───── EXTRACT PROVIDED ─────

Gender and Land Rights Database


Land Legislation

Law No. 230 of 1950, Legge Sila:
- Provided for the expropriation of agricultural properties exceeding 300 hectares in the Sila region, their breakdown into small plots of land and distribution to peasants, as described in Articles 1 and 2.

- Under Articles 7–9, the owners of the expropriated lands were to be redressed of the value of the land by means of government bonds.

- Article 16 provides that lands be assigned to farmers who are not holders or tenants or, in case they are, who have an insufficient amount of labour for their family members to supply it.

- Article 17 states that the land shall be assigned by means of a sales contract to be perfected upon payment of 30 annual instalments.

- Article 18 sets a probation period of three years, during which the contract may be resolved. The instalments may not be paid in advance.

- Under Article 19, if the assignee dies before having paid the entire price, the heirs may take on the contract if they fulfil the requirements prescribed in Article 16 (19).


Law No. 841 of 1950, Legge Stralcio:
- Article 1 provides for the application of Law No. 230 to other areas where land is suitable for expropriation and distribution.

- Under Articles 2 and 3, the law states that land reform institutions are to be set up. These institutions shall be responsible for all activities, including the preliminary ones, required to enact the expropriation and allocation process set forth by the law (20).


Law No. 114 of 1948:
- Reduces registration fees and cadastral taxes for land purchase aimed at compiling or enlarging smallholders’ agricultural properties, as provided for by Article 1. The same provisions apply to tenants buying the tenanted land entirely or partially.

- Under Articles 4–5, the reform institutions may acquire, divide and sell land to farmers and agricultural cooperatives. The State, provinces and municipalities may also sell rural land in their patrimony to be used for cultivation to farmers and cooperatives (21).


Law No. 756 of 1964:
- Article 2 prohibits the stipulation of new sharecropping contracts after the enactment of the Law.

- Article 4 establishes that with active sharecropping contracts, the farmer’s share may not be less than 58 percent of the produce.

- Article 5 provides for all cultivation and land managing expenses to be divided in equal parts and paid by both the tenant and the holder.

- If the owner provides the tenant with the land only, he is entitled to one-fifth of the profit, as set forth in Article 9. If the owner contributes to the expenses for at least half of the amount, the above-mentioned quota of profit may be reviewed. In no case shall the tenant receive less than 50 percent of the profit.

- Article 14 states that no contracts shall be stipulated except those provided for by the Law (22).


Law No. 346 of 1976 on special usucapion of small rural estates:
- As provided for in Article 2, the provisions contained in Article 1159-bis of the Civil Code relating to usucapion shall apply to agricultural lands as well.

- Article 3 defines the procedure for obtaining the recognition of ownership rights, that is, continuous possession for at least 15 years, as provided by Article 1159bis of the Civil Code. The occupant shall resort to the competent judge submitting the documentation and evidence referred to in Article 3 Par. 1.
The occupant’s request must be published for 90 days during which the formal owner or anyone having the rights can submit an opposition. Thereafter, the judge shall decide through sentence, in case an opposition has been submitted, or through judicial decree.

───── DATA EXTRACT ─────

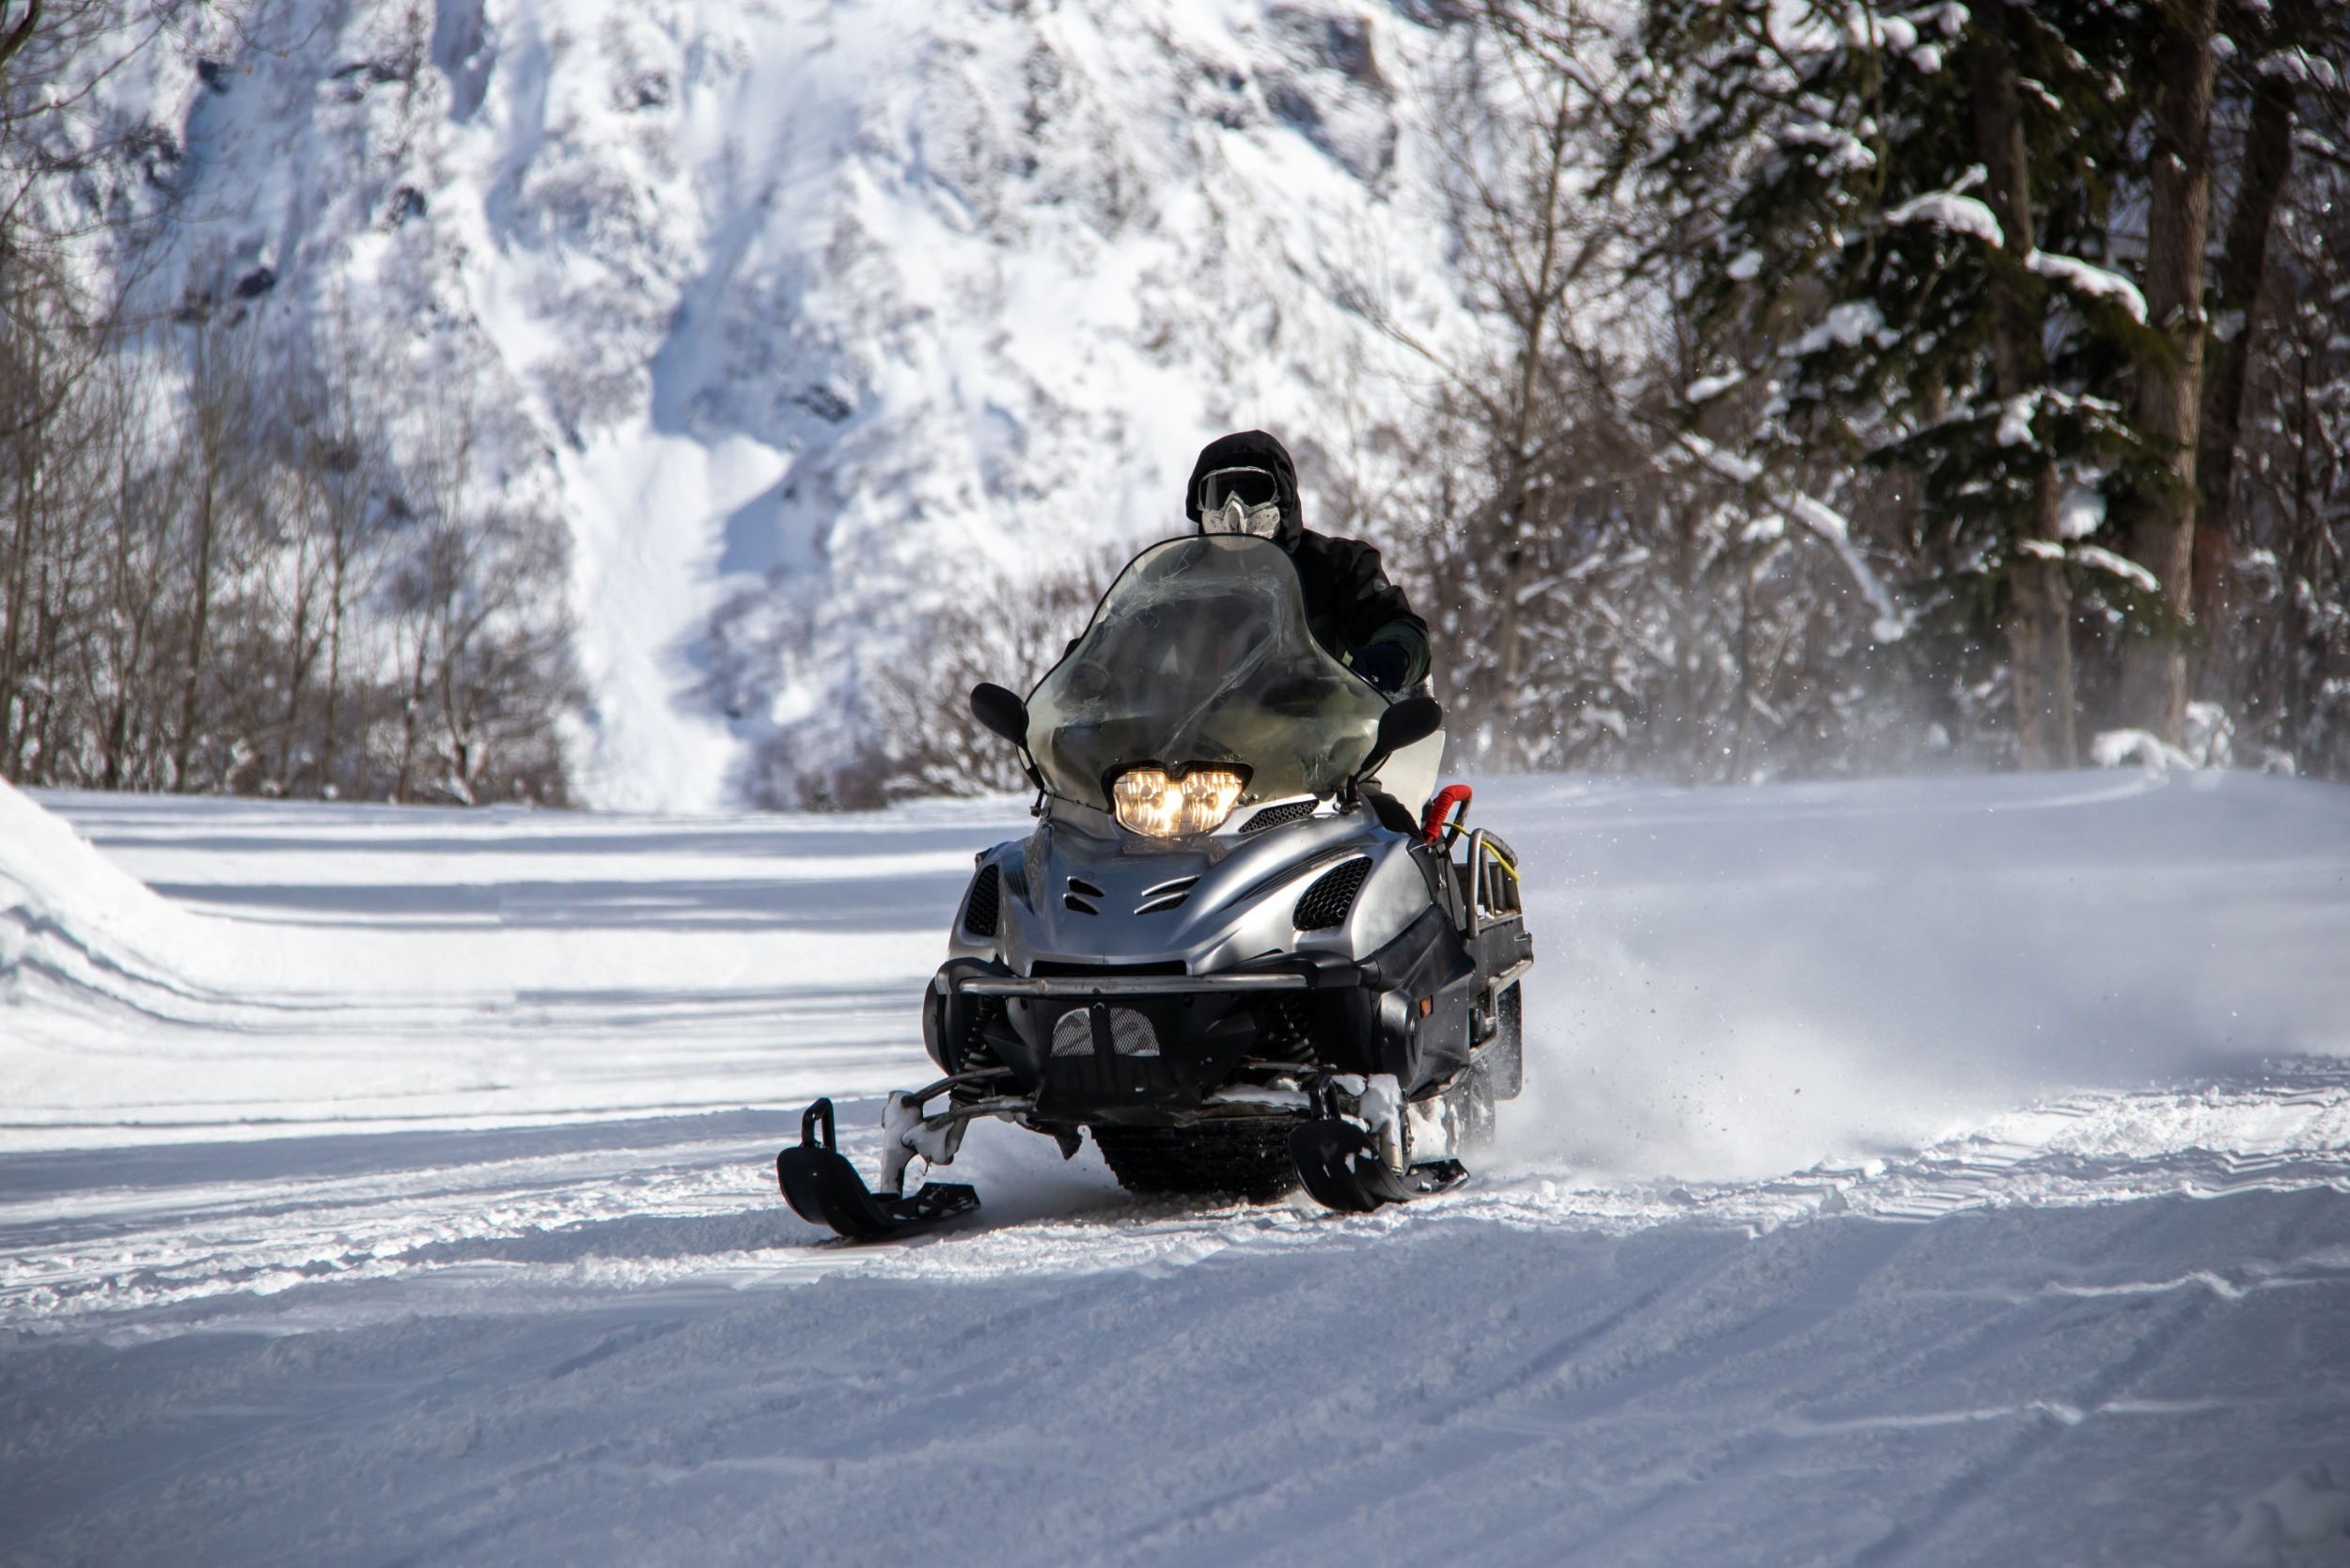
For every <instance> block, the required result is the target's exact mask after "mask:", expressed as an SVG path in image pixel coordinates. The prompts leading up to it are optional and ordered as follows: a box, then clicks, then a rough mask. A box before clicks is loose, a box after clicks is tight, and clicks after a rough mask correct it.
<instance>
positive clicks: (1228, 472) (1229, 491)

─────

WHAT IS REQUIRED: In the land legislation summary, swap "government bonds" for "state bonds" and write out the passage that begins at "Land Legislation" and stops after "paid in advance.".

ANSWER SECTION:
Land Legislation

Law No. 230 of 1950, Legge Sila:
- Provided for the expropriation of agricultural properties exceeding 300 hectares in the Sila region, their breakdown into small plots of land and distribution to peasants, as described in Articles 1 and 2.

- Under Articles 7–9, the owners of the expropriated lands were to be redressed of the value of the land by means of state bonds.

- Article 16 provides that lands be assigned to farmers who are not holders or tenants or, in case they are, who have an insufficient amount of labour for their family members to supply it.

- Article 17 states that the land shall be assigned by means of a sales contract to be perfected upon payment of 30 annual instalments.

- Article 18 sets a probation period of three years, during which the contract may be resolved. The instalments may not be paid in advance.